▸ **WORK TO DO**:
Express the listing below as a two-column CSV with the headers instruction and answer, giving each instruction and its answer a row of two quoted fields, with line breaks turned into spaces. Leave the pictures out.

——

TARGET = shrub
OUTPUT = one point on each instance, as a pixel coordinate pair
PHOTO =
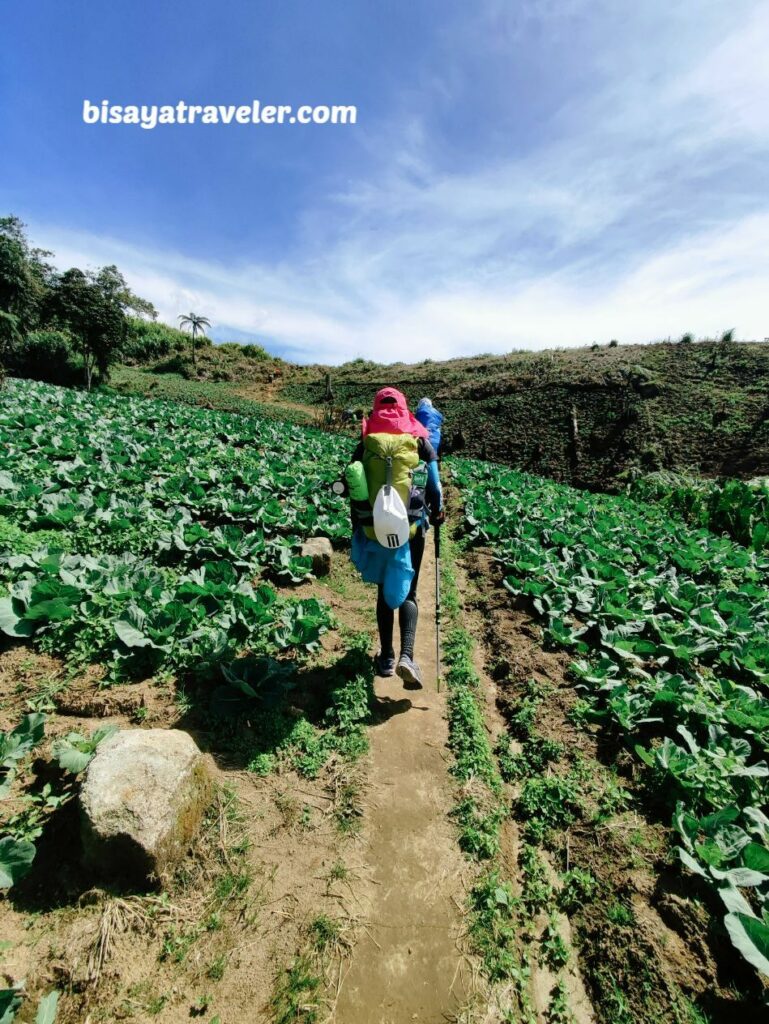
(148, 340)
(257, 352)
(46, 355)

——

▸ **EXERCISE OUTPUT**:
instruction,answer
"TARGET = shrub OUTPUT = one point on each instance, as a pixel coordinate pair PHOTO =","(148, 340) (257, 352) (46, 355)"